◆ Problem statement ◆
Swap "plastered" for "stuccoed" in the rows below, from the line with "Crowdworker instructions: identify each instance of metal" through the end of the rows. Write out those lines again with nothing else changed.

◆ Material shown ◆
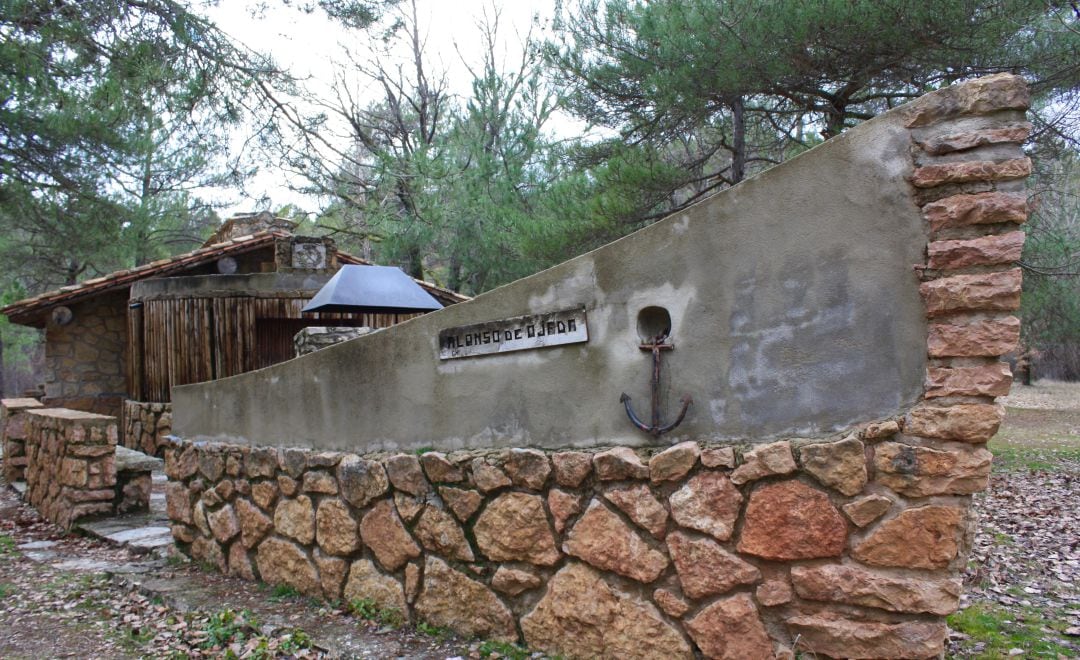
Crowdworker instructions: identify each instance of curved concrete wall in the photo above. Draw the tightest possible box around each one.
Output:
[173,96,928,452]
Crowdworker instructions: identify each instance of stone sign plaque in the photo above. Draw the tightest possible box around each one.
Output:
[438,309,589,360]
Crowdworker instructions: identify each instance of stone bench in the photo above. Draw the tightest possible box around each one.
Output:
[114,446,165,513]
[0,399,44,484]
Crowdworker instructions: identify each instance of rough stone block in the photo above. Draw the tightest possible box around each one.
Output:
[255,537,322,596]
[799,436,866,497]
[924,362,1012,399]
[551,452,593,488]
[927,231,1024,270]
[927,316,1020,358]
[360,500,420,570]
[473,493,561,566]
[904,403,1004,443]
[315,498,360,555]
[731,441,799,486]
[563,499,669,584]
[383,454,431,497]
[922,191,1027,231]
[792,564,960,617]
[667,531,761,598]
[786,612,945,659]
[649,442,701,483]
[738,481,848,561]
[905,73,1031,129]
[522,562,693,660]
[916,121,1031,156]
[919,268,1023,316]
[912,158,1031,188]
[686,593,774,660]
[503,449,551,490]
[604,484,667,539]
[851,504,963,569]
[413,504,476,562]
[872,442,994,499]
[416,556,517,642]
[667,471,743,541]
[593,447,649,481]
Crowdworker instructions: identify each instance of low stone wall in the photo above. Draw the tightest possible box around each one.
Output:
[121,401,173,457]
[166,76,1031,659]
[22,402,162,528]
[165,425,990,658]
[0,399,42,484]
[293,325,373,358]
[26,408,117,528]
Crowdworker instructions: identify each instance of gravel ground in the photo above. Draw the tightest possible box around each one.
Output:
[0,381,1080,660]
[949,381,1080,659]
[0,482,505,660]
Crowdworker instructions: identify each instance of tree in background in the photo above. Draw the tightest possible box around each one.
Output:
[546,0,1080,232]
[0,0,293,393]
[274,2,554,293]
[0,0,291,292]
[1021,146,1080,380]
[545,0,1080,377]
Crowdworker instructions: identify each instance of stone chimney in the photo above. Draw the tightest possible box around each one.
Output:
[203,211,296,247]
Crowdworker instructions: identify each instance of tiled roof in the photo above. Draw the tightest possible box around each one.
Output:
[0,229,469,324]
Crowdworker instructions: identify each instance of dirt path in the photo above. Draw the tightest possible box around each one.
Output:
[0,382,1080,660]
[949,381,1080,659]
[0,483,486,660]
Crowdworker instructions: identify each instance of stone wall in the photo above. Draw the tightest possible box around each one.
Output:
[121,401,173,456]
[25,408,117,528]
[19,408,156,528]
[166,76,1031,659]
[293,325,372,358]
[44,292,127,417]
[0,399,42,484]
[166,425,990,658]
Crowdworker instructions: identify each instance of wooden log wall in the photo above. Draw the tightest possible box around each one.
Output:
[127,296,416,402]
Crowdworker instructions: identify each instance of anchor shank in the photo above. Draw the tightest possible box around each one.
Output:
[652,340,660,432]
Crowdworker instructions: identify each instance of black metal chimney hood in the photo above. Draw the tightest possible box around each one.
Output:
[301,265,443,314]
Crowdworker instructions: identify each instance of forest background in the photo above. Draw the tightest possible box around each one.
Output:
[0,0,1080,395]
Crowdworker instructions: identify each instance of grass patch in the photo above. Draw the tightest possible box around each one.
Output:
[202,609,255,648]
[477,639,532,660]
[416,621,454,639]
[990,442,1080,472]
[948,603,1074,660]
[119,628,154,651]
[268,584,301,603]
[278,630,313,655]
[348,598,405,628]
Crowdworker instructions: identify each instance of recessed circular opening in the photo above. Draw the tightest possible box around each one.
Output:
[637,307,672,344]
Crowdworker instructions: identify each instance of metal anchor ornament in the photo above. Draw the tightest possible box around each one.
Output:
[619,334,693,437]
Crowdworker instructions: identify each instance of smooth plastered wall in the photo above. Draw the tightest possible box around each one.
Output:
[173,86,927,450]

◆ Worked answer ◆
Crowdworker instructions: identify each instance of metal anchor ornament in the photo above. Draw the tightest possible box around each one.
Output:
[619,334,693,437]
Crowdworker instructions: identify each instance of smooth stuccoed wall in the photo above. Draw the tightest possible box around each one.
Output:
[173,86,927,450]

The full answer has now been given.